(Point-based annotation data)

+ + + +

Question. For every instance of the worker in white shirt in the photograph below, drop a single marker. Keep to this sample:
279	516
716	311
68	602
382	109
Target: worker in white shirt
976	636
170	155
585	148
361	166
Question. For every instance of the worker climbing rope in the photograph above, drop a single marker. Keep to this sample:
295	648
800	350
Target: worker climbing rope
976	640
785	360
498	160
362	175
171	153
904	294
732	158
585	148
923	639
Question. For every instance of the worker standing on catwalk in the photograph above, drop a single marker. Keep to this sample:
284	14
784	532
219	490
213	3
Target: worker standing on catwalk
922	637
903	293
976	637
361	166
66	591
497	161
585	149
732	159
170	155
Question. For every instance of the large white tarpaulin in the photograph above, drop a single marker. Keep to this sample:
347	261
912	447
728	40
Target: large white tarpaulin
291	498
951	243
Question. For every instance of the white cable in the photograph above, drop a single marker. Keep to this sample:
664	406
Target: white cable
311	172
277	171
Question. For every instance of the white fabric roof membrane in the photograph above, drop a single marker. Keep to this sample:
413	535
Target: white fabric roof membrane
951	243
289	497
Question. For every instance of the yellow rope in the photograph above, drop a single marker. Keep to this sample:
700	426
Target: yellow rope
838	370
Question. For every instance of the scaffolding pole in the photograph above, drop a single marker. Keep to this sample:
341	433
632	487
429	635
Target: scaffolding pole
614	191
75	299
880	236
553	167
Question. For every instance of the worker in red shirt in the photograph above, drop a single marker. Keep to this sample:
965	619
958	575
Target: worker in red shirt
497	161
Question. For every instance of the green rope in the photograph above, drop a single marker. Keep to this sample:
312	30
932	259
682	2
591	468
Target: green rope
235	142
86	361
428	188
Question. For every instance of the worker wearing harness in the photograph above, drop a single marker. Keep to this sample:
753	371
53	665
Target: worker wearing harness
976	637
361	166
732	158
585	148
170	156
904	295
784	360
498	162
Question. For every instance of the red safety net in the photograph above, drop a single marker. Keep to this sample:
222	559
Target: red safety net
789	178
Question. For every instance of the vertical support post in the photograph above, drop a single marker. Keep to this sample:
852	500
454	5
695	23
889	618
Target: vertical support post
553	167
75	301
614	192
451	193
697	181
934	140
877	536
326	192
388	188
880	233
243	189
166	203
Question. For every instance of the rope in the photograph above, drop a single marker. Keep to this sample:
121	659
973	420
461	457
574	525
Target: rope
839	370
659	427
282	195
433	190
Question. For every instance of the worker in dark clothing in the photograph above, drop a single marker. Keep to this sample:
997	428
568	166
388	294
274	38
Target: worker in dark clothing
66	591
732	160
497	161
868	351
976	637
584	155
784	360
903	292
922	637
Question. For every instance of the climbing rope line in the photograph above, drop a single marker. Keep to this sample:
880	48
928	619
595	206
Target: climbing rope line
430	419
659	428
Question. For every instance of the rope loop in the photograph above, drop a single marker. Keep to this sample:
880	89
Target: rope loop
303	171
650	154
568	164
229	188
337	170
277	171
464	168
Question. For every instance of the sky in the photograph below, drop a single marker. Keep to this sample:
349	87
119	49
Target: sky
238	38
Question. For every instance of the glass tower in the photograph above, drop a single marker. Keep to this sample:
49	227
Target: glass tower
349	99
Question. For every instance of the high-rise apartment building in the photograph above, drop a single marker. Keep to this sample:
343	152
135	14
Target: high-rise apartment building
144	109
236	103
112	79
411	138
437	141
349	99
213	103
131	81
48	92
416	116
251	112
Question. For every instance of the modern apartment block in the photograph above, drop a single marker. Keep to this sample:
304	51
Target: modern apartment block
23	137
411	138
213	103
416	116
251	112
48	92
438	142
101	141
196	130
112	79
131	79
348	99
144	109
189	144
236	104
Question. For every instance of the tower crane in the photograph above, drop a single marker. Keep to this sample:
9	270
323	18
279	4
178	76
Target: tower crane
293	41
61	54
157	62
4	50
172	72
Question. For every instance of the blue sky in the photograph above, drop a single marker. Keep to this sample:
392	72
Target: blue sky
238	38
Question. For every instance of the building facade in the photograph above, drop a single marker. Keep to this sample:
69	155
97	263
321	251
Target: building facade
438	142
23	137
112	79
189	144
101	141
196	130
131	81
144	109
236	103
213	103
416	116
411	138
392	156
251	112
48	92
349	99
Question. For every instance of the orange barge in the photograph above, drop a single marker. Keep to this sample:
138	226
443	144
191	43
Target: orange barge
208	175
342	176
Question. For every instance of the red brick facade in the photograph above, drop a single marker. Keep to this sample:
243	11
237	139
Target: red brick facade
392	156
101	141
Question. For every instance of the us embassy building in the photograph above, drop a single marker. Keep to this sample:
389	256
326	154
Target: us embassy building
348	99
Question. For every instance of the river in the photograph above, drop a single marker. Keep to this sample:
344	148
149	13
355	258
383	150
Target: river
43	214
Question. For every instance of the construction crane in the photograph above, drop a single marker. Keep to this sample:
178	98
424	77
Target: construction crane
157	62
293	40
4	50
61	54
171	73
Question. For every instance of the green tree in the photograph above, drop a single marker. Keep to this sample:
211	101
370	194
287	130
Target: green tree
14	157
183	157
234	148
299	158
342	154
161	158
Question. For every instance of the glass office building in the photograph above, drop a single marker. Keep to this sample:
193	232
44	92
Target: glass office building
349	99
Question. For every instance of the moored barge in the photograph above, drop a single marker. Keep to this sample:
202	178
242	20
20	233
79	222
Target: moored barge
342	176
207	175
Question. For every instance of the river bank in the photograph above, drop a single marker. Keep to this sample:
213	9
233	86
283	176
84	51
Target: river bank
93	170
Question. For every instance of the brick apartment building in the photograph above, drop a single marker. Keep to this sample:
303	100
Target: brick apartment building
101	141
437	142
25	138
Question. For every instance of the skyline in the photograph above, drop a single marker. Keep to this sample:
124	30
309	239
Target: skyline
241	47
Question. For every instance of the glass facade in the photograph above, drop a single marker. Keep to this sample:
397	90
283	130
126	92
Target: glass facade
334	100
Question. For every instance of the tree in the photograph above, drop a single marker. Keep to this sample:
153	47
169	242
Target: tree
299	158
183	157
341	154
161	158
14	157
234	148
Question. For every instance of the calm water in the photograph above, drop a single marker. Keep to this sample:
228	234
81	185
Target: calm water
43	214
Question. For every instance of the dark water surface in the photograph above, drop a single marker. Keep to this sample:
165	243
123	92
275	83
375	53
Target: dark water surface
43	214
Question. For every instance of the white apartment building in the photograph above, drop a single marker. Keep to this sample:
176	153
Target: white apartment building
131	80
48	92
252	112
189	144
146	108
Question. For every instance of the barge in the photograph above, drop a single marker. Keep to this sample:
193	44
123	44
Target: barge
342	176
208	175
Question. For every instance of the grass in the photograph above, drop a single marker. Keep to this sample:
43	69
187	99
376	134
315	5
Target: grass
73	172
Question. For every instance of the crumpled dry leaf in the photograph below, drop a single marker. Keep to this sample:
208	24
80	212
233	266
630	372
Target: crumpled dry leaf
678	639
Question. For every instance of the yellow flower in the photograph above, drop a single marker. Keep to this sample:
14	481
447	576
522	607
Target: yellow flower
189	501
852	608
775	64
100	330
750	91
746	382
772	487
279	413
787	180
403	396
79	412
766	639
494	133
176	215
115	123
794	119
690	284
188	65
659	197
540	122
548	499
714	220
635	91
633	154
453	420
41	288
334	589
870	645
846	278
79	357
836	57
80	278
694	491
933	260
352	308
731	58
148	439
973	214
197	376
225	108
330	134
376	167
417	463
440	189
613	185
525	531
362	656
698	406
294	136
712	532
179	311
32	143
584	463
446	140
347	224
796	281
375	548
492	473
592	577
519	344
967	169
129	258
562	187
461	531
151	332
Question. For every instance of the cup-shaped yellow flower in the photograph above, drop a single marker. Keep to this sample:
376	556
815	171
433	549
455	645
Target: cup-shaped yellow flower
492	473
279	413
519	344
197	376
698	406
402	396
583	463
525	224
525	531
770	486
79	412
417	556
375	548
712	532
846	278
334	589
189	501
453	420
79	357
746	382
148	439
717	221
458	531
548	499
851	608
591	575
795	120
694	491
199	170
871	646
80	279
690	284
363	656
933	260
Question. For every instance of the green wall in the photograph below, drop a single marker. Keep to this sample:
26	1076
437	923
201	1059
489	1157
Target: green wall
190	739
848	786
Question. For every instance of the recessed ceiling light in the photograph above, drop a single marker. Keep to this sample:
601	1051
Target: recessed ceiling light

+ + + +

» **WHAT THE TASK ASKS**
Set down, word for word, every line from the line that holds "Question. For every instance of the cup-shaped" to the end of the entries above, including both ends.

» **WRITTEN SOLUTION**
Question. For every instance of the cup-shaped yellow flower in the photograph above, drop a single marker. Keep to this sample:
376	556
815	171
433	549
455	645
Target: cup-shaped yellow flower
492	473
279	413
519	344
197	376
698	406
402	396
583	463
525	224
525	531
770	486
79	412
417	556
375	548
712	532
846	278
334	589
189	501
453	420
79	357
746	382
148	439
717	221
458	531
548	499
851	608
591	575
795	120
694	491
199	170
871	646
80	279
690	284
363	656
933	260
Question. For every instance of the green wall in the photograph below, drop a single marker. Keep to this sample:
26	1076
437	923
201	1059
489	1157
Target: green wall
190	739
848	786
Question. For every instance of the recessed ceiling light in the photograph above, drop a single marker. Keep to this sample:
601	1051
Target: recessed ceiling light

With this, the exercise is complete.